#### Lesetext ####

Mit einer Partei wie der AfD «und ihren Steigbügelhaltern» stehe die Sicherheit der Juden auf dem Spiel, sagt Lewitan. Ihre Grosseltern hätten durch Nazis alles verloren, trotzdem hätten sie an dieses Land geglaubt. «Ihre Hoffnung darf nicht umsonst gewesen sein.» Sie habe ihnen immer versprochen, dass heute anders sei, dass Juden sich nicht verstecken müssten. «Wir als Gesellschaft haben die Verantwortung, dieses Versprechen zu halten.»

Fast heitere Stimmung auf der Theresienwiese

der Münchner Oberbürgermeister Dieter Reiter (SPD) ist nicht auf der Theresienwiese, aber keineswegs aus politischen Gründen. Seine Mutter feiert an diesem Tag ihren 95. Geburtstag, berichtet Moderatorin Özlem Sarikaya auf der Bühne. Und es sei der grosse Wunsch der Frau gewesen, ihre Kinder um sich zu haben.

Das Programm sollte zwei Stunden dauern, am Ende werden es fast drei. Gegen 15 Uhr, als noch immer Menschen von den U-Bahnen kommen, verlassen die ersten schon wieder die Theresienwiese. Sie verpassen die so engagierte wie wütende Rede von Christiane Benner, der Ersten Vorsitzenden der Gewerkschaft IG Metall. «Löst endlich die Probleme der Menschen!», ruft sie den Politikern zu, «dann driften die auch nicht nach rechts.» Die Menge jubelt. Die Regierungen sollten in die Zukunft investieren. «Macht endlich euren Job!» Es brauche bezahlbare Mieten und Energie, genügend Kitaplätze und gute Bildung, gute Strassen und Schienen und öffentlichen Nahverkehr, gute Radwege und bezahlbare Gesundheit und Pflege.

#### Inhalt der Auflistung ####

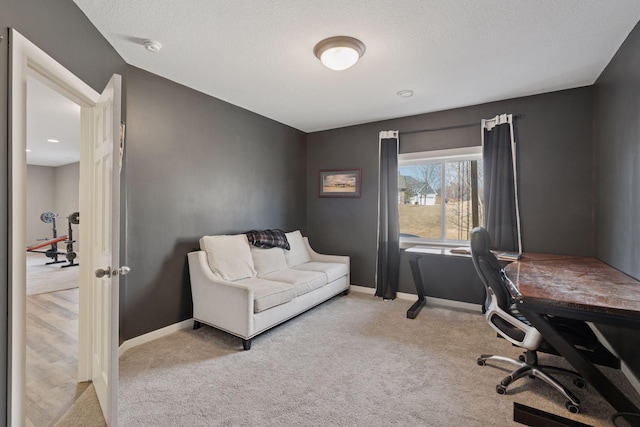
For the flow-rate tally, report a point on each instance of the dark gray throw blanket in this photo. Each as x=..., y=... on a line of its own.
x=268, y=239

####

Deine Aufgabe |
Schreibe den Text über die Kundgebung auf der Theresienwiese vollständig und wortgetreu ab. Stütze dich nur auf den Text, nicht auf die Auflistung.

Schriftliche Antwort |
Mit einer Partei wie der AfD «und ihren Steigbügelhaltern» stehe die Sicherheit der Juden auf dem Spiel, sagt Lewitan. Ihre Grosseltern hätten durch Nazis alles verloren, trotzdem hätten sie an dieses Land geglaubt. «Ihre Hoffnung darf nicht umsonst gewesen sein.» Sie habe ihnen immer versprochen, dass heute anders sei, dass Juden sich nicht verstecken müssten. «Wir als Gesellschaft haben die Verantwortung, dieses Versprechen zu halten.»

Fast heitere Stimmung auf der Theresienwiese

der Münchner Oberbürgermeister Dieter Reiter (SPD) ist nicht auf der Theresienwiese, aber keineswegs aus politischen Gründen. Seine Mutter feiert an diesem Tag ihren 95. Geburtstag, berichtet Moderatorin Özlem Sarikaya auf der Bühne. Und es sei der grosse Wunsch der Frau gewesen, ihre Kinder um sich zu haben.

Das Programm sollte zwei Stunden dauern, am Ende werden es fast drei. Gegen 15 Uhr, als noch immer Menschen von den U-Bahnen kommen, verlassen die ersten schon wieder die Theresienwiese. Sie verpassen die so engagierte wie wütende Rede von Christiane Benner, der Ersten Vorsitzenden der Gewerkschaft IG Metall. «Löst endlich die Probleme der Menschen!», ruft sie den Politikern zu, «dann driften die auch nicht nach rechts.» Die Menge jubelt. Die Regierungen sollten in die Zukunft investieren. «Macht endlich euren Job!» Es brauche bezahlbare Mieten und Energie, genügend Kitaplätze und gute Bildung, gute Strassen und Schienen und öffentlichen Nahverkehr, gute Radwege und bezahlbare Gesundheit und Pflege.